Extracted data -
■ ■ ■ ■

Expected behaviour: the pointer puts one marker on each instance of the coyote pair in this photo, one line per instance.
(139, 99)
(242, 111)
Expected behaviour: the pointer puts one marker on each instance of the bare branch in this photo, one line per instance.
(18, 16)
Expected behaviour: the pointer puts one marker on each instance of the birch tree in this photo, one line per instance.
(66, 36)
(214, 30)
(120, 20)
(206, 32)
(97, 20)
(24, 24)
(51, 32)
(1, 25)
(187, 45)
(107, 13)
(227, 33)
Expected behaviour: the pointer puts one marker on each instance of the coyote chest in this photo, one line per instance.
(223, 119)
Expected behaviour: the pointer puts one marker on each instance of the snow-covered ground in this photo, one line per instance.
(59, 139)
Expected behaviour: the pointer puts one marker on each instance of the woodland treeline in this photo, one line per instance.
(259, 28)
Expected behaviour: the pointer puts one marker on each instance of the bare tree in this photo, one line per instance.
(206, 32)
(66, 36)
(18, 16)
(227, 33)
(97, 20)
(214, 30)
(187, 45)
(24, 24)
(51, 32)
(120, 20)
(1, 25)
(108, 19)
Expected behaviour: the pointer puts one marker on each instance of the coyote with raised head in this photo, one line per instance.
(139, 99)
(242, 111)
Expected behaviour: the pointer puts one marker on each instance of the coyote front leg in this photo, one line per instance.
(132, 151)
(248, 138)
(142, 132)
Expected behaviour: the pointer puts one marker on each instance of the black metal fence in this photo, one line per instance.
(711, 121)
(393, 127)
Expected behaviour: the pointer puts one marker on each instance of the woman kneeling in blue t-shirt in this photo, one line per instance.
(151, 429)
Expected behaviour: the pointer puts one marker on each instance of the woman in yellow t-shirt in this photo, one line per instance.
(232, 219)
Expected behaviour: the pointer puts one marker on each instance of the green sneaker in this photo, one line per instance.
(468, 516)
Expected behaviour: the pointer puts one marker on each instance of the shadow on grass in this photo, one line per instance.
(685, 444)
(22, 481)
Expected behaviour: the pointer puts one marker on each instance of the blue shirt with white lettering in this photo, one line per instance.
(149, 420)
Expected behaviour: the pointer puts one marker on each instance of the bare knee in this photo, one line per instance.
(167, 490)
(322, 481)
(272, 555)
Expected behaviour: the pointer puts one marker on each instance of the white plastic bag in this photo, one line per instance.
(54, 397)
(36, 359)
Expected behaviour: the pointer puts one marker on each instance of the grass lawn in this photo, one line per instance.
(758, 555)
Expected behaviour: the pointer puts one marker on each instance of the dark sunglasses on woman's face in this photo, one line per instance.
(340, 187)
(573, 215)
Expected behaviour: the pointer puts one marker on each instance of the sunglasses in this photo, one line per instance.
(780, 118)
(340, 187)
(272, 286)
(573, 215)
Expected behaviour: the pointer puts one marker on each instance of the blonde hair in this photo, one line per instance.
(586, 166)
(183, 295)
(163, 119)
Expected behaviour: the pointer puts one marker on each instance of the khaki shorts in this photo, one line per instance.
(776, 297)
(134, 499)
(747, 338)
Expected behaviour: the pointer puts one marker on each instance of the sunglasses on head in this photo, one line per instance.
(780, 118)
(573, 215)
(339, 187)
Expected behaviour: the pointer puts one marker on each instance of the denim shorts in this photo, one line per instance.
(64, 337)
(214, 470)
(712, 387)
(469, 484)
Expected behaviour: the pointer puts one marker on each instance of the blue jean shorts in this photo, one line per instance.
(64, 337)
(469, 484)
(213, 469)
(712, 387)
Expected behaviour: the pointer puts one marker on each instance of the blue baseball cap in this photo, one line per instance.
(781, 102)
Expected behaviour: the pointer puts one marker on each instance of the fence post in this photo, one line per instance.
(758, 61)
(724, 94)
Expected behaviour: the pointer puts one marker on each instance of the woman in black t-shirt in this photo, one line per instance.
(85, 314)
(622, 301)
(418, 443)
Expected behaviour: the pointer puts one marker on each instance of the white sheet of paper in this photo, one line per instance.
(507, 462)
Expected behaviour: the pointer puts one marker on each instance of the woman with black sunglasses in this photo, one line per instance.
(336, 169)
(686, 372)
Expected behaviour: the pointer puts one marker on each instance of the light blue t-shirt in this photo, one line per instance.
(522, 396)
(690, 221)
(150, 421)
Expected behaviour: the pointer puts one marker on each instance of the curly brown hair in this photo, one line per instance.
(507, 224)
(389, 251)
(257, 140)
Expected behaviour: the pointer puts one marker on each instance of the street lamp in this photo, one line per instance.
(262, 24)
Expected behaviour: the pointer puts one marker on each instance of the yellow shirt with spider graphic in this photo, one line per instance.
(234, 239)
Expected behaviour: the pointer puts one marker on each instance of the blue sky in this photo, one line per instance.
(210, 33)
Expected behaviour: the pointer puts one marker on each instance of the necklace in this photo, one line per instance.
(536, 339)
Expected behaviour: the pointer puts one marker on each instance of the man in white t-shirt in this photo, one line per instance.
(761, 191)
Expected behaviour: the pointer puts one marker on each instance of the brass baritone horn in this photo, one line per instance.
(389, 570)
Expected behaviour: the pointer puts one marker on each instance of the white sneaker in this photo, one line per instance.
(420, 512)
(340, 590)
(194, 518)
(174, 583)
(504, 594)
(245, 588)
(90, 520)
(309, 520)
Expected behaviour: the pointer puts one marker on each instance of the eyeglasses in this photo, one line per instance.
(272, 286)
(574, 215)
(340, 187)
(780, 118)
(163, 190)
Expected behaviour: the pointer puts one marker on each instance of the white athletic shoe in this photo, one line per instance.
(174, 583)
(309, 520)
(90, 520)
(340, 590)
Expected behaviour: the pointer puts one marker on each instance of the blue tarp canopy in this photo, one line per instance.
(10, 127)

■ ■ ■ ■

Required task - Change every "marker" in the lines above to "dot" and leave everything else as it is.

Solution to this task -
Expected behaviour: the pointer puts one dot on each instance of the coyote pair in this photo, one line per instance.
(139, 99)
(242, 111)
Expected behaviour: the pointer puts one dot on each instance of the bare branch in this photo, one line per instance.
(18, 16)
Expected behaviour: the pointer puts one dot on each instance of the birch tree in this photo, one line per instance.
(66, 36)
(214, 30)
(120, 20)
(206, 32)
(97, 20)
(24, 24)
(51, 32)
(1, 25)
(187, 45)
(107, 13)
(227, 33)
Expected behaviour: the pointer puts one dot on each instance of the coyote chest in this photo, one line per instance.
(223, 119)
Expected behaviour: the pointer puts one dot on each instance of the snow-covered ground in this photo, one line per instance.
(59, 139)
Expected behaviour: the pointer puts one dot on each instance of the woodland treeline in this photo, one line per instance.
(259, 28)
Expected behaviour: the pointer puts one dot on each instance of the bare tree in this photo, one line per instance.
(206, 32)
(66, 36)
(18, 16)
(227, 33)
(97, 20)
(214, 30)
(187, 45)
(24, 24)
(51, 32)
(120, 20)
(1, 25)
(108, 19)
Expected behaviour: the pointer puts one dot on each instance of the coyote with raised head in this photo, one line per instance.
(139, 99)
(242, 111)
Expected behaviour: the pointer puts one dot on each instance of the coyote front leg in this photo, one line per instance.
(132, 151)
(248, 138)
(142, 132)
Expected behaviour: the pointer puts one dot on each instance of the black metal fence in this photo, one line per instance.
(711, 121)
(393, 127)
Expected behaviour: the pointer puts one dot on each instance of the woman kneeling in blue t-shirt in this photo, one line per instance.
(151, 429)
Expected behaviour: the pointer puts one dot on each instance of the woman in yellow t-shirt in this photo, one line per instance.
(232, 219)
Expected behaviour: the pointer puts one dot on each instance of the green sneaker in this photo, one line per instance.
(468, 516)
Expected behaviour: the pointer puts one dot on each instance of the shadow on grass in this photo, one line per instance.
(685, 444)
(22, 481)
Expected behaviour: the pointer puts one dot on each instance of the blue shirt with white lettering in this photo, one line per instance.
(149, 420)
Expected behaviour: the pointer puts one dot on each instance of the bare knee in this photo, one line per instance.
(167, 490)
(322, 481)
(272, 555)
Expected behaviour: the pointer puts one dot on each instance of the white plastic bag in this photo, one line per instance.
(54, 397)
(36, 359)
Expected behaviour: the pointer puts one dot on each instance of the grass lawn in this photo, one line per instance.
(758, 555)
Expected behaviour: the pointer puts one dot on each instance of the dark sunglasses on woman's face in this photo, one line per instance.
(340, 187)
(573, 215)
Expected behaviour: the pointer puts one dot on each instance of the sunglasses in this photo, one line per instance.
(780, 118)
(340, 187)
(272, 286)
(573, 215)
Expected behaviour: the pointer puts one dot on each instance of the blonde hair in this photo, one line per instance.
(586, 166)
(183, 295)
(163, 119)
Expected behaviour: the pointer puts one dot on each instance of the khaki shorts in this photo, one line per instance.
(776, 297)
(134, 499)
(747, 338)
Expected behaviour: the pointer puts one dot on each instance of the sunglasses on head in this photo, one line per instance.
(780, 118)
(573, 215)
(339, 187)
Expected behaviour: the pointer puts one dot on each instance of the denim shorts in this photo, one line per instance.
(64, 337)
(214, 470)
(712, 387)
(469, 484)
Expected behaviour: the pointer puts one dot on each instance of the blue jean shorts in this photo, one line per instance.
(64, 337)
(469, 484)
(213, 469)
(712, 387)
Expected behaviour: the pointer puts one dot on each instance of the blue baseball cap in this photo, one line per instance.
(781, 102)
Expected behaviour: the pointer puts one dot on each instance of the fence post in this photo, one line per instance.
(758, 61)
(724, 94)
Expected behaviour: the pointer puts one dot on each instance of the woman in black t-shirt in this photo, one line per instance.
(85, 314)
(622, 301)
(418, 443)
Expected behaviour: the pointer puts one dot on each instance of the white sheet of paper in this photo, one line per instance.
(507, 462)
Expected behaviour: the pointer puts one dot on each instance of the woman with black sunglasses in this photo, one line per instance.
(336, 169)
(686, 372)
Expected behaviour: the pointer puts one dot on each instance of the light blue t-shirt in this photo, one line per instance.
(522, 396)
(690, 221)
(150, 421)
Expected behaviour: the pointer puts one dot on each instance of the curly brown hair in this photo, one line per instance.
(507, 224)
(389, 251)
(257, 140)
Expected behaviour: the pointer puts one dot on each instance of the street lamp in this photo, one line per instance.
(262, 24)
Expected behaviour: the pointer puts one dot on each instance of the yellow shirt with spider graphic in this photo, one line per instance.
(234, 239)
Expected behaviour: the pointer puts one dot on each instance of the blue sky in this photo, one line per instance.
(210, 33)
Expected behaviour: the pointer puts one dot on each instance of the necklace in this photo, one line per instance.
(536, 339)
Expected behaviour: the pointer puts one dot on each instance of the man in white t-shirt in this photo, one line per instance.
(761, 191)
Expected behaviour: the pointer puts one dot on each instance of the brass baritone horn in this photo, one line per instance.
(389, 570)
Expected behaviour: the pointer puts one dot on each instance of the white sneaker in this photo, one line per instance.
(420, 512)
(340, 590)
(194, 518)
(174, 583)
(504, 594)
(245, 588)
(90, 520)
(309, 520)
Expected behaviour: the pointer puts one dot on each instance of the eyeglasses in this photo, one line per instance.
(272, 286)
(574, 215)
(340, 187)
(780, 118)
(163, 190)
Expected behaviour: the pointer puts one dot on each instance of the white athletic shoe in this photo, one line per instance.
(174, 583)
(309, 520)
(90, 520)
(340, 590)
Expected behaviour: the pointer puts one dot on each instance of the blue tarp canopy in this photo, one line per instance.
(10, 127)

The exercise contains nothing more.